(Records from a pointing dataset)

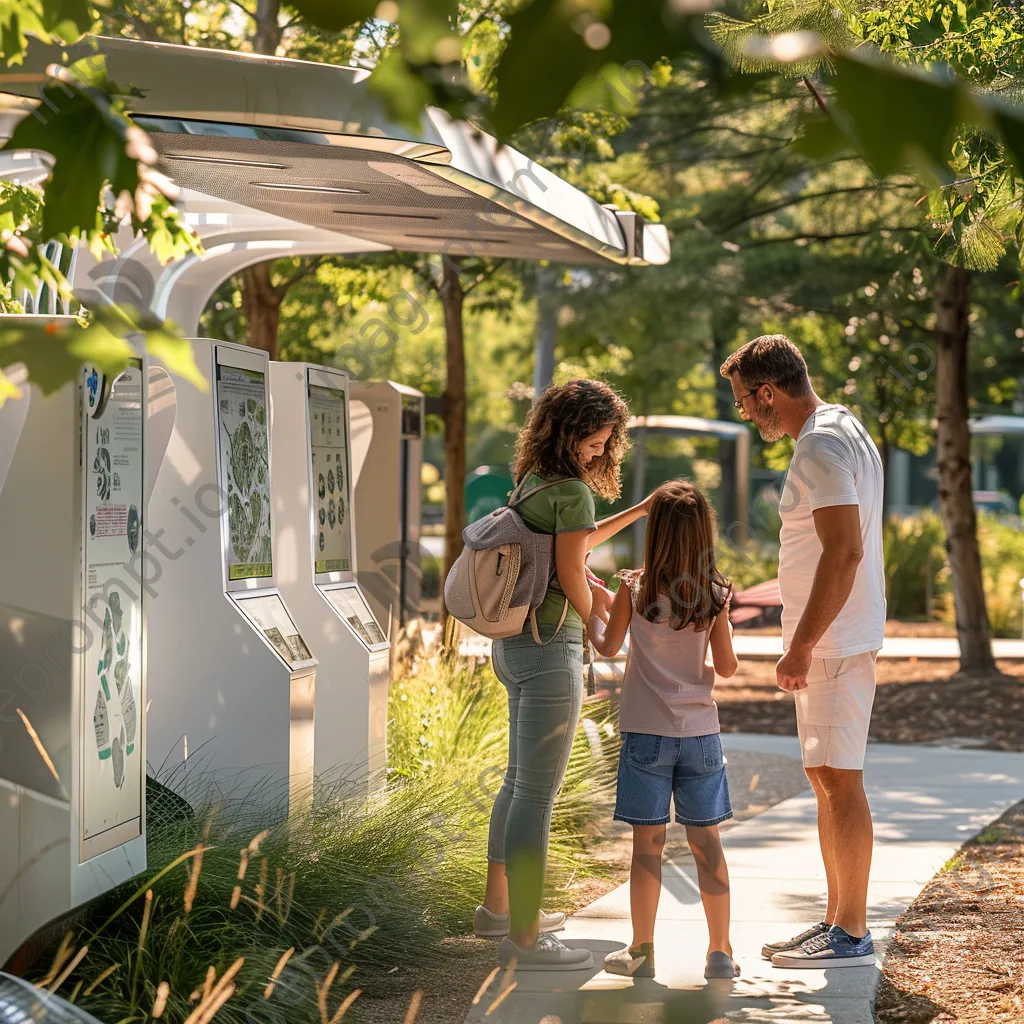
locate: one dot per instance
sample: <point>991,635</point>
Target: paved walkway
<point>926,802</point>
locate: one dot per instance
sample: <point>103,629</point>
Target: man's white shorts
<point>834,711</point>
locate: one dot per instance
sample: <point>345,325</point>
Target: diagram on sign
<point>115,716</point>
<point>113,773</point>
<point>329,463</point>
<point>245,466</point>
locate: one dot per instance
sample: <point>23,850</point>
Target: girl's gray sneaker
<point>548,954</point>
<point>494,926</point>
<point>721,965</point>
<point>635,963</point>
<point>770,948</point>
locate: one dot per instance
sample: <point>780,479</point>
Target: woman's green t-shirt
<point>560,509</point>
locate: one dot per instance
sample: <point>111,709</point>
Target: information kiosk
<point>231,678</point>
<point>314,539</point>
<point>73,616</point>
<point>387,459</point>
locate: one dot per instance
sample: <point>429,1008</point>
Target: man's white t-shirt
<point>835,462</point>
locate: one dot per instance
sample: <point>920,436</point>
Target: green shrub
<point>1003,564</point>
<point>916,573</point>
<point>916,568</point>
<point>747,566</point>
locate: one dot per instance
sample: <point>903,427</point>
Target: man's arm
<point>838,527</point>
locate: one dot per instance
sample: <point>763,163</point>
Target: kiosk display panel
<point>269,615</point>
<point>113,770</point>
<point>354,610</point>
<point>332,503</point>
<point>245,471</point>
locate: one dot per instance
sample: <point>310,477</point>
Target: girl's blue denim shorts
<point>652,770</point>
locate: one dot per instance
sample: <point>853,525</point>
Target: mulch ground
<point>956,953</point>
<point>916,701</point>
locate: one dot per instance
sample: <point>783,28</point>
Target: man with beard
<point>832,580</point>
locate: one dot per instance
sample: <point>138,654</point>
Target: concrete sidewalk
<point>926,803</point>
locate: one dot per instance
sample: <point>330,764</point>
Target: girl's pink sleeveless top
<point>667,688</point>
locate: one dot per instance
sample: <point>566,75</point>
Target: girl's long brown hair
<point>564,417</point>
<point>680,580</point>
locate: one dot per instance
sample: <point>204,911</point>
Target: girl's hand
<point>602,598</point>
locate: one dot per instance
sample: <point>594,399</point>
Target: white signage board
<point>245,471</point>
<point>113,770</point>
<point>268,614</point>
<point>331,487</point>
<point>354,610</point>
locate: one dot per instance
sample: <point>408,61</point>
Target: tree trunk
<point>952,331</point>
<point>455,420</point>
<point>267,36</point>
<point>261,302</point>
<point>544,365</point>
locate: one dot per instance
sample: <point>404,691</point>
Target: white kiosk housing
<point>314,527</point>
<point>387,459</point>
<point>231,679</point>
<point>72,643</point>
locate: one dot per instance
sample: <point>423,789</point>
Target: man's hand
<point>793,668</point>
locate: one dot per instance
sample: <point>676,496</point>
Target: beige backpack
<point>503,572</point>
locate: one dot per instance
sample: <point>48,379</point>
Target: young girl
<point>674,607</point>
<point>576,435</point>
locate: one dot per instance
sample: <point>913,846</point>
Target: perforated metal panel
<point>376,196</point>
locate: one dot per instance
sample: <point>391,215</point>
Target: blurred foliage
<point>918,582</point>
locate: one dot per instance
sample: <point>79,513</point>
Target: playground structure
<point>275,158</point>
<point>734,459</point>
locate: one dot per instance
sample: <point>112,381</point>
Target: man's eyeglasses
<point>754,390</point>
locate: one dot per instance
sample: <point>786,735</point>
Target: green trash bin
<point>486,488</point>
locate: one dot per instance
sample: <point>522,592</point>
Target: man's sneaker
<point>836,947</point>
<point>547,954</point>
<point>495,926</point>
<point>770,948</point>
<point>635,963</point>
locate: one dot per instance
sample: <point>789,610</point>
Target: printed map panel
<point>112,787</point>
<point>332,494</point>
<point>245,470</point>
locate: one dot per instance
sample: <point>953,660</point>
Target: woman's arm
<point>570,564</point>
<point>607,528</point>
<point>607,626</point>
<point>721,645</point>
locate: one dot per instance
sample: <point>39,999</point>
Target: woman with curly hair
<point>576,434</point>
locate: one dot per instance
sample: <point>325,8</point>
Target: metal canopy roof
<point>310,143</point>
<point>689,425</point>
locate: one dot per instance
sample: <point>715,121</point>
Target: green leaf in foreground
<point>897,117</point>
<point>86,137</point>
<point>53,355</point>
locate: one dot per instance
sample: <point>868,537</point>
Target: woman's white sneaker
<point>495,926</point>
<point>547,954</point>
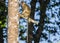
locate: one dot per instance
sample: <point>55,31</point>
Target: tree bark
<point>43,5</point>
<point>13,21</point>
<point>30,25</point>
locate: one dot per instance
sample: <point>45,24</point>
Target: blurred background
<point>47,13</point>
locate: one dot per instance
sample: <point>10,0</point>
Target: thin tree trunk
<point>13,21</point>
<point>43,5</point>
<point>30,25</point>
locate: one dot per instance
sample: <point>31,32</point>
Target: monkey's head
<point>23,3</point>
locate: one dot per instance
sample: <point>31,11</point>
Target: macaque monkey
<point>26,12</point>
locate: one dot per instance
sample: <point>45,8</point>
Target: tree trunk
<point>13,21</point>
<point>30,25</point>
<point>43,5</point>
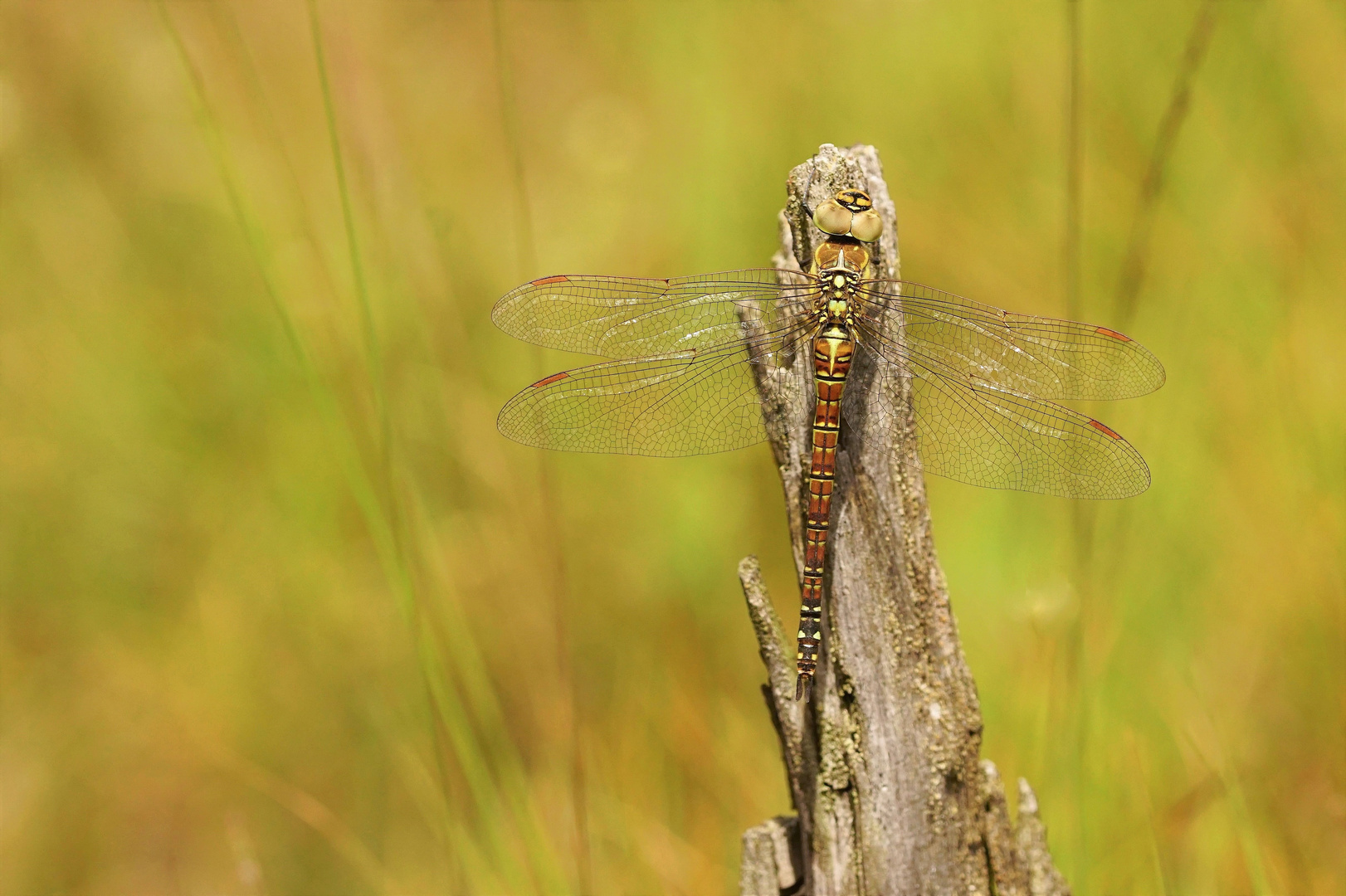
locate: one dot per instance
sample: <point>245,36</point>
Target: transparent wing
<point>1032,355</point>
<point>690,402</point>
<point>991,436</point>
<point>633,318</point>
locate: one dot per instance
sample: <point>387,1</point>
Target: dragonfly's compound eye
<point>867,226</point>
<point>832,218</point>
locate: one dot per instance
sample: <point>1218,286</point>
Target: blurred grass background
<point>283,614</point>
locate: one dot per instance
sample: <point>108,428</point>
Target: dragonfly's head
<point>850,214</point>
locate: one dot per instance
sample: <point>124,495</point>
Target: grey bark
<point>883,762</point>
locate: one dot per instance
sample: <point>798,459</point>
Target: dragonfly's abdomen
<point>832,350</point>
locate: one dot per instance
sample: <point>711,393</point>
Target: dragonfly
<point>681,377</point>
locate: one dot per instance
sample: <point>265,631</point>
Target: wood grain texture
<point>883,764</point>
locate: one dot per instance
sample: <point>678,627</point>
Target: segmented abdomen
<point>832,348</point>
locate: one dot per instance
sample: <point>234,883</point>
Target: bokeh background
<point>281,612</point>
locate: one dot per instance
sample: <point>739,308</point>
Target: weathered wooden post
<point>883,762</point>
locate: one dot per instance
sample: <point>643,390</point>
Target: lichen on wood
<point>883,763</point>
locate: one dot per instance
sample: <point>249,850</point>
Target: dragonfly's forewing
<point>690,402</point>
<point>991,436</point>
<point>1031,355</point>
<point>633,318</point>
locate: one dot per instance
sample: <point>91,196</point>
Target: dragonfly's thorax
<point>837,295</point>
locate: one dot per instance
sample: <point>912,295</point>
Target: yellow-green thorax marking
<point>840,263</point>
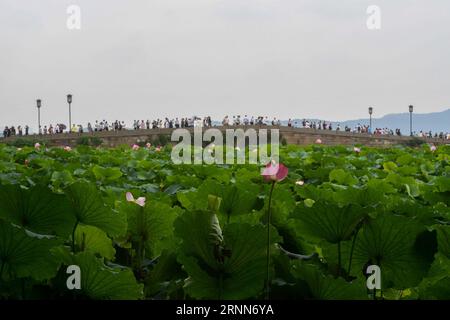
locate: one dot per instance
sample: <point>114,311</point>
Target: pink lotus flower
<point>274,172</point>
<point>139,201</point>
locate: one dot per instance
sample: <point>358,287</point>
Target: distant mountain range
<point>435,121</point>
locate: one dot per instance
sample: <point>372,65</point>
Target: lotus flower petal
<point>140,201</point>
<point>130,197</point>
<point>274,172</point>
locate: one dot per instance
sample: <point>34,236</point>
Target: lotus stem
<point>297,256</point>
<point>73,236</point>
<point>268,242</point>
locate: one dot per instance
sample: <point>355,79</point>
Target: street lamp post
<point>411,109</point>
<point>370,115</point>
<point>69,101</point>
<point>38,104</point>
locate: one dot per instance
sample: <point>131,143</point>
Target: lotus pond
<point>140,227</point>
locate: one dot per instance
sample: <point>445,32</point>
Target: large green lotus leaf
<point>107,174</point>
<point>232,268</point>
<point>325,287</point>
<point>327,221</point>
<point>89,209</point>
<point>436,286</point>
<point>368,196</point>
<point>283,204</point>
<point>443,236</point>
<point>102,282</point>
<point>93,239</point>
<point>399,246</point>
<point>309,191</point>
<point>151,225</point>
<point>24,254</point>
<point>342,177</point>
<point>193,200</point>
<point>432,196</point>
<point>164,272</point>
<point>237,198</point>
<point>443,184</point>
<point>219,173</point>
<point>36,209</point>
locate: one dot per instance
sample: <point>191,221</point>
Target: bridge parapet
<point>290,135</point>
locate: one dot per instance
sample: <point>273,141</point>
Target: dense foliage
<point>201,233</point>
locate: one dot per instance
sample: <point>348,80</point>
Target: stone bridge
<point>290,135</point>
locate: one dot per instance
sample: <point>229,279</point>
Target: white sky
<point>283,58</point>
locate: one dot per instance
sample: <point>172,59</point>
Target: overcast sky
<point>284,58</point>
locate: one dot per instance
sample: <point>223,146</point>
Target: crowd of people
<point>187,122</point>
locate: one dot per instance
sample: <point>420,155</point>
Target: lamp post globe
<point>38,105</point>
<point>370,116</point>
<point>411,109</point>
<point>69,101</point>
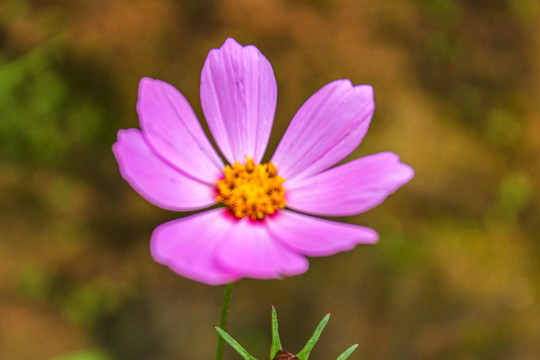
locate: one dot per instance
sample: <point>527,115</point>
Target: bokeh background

Prompt:
How many lines of the data above contain the string "flower"? Reply with the number alone.

Result:
2